_What is being asked:_
Can you recast all the data below as a JSON list of strings, with one string for each line and any blank lines dropped? Leave the pictures out of your answer.

_Provided entries:_
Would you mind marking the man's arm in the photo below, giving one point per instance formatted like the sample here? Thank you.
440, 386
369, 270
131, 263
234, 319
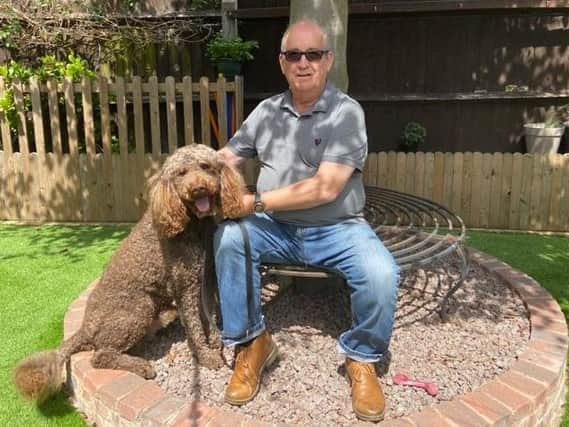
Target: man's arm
230, 158
323, 187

_Solution for this problem:_
[
  "Would you mind marking the man's arm in the photo below, giving one point per instance formatted like the sample here? Thank you.",
  "440, 386",
  "369, 270",
  "131, 263",
  "234, 319",
  "Target: man's arm",
  "230, 158",
  "323, 187"
]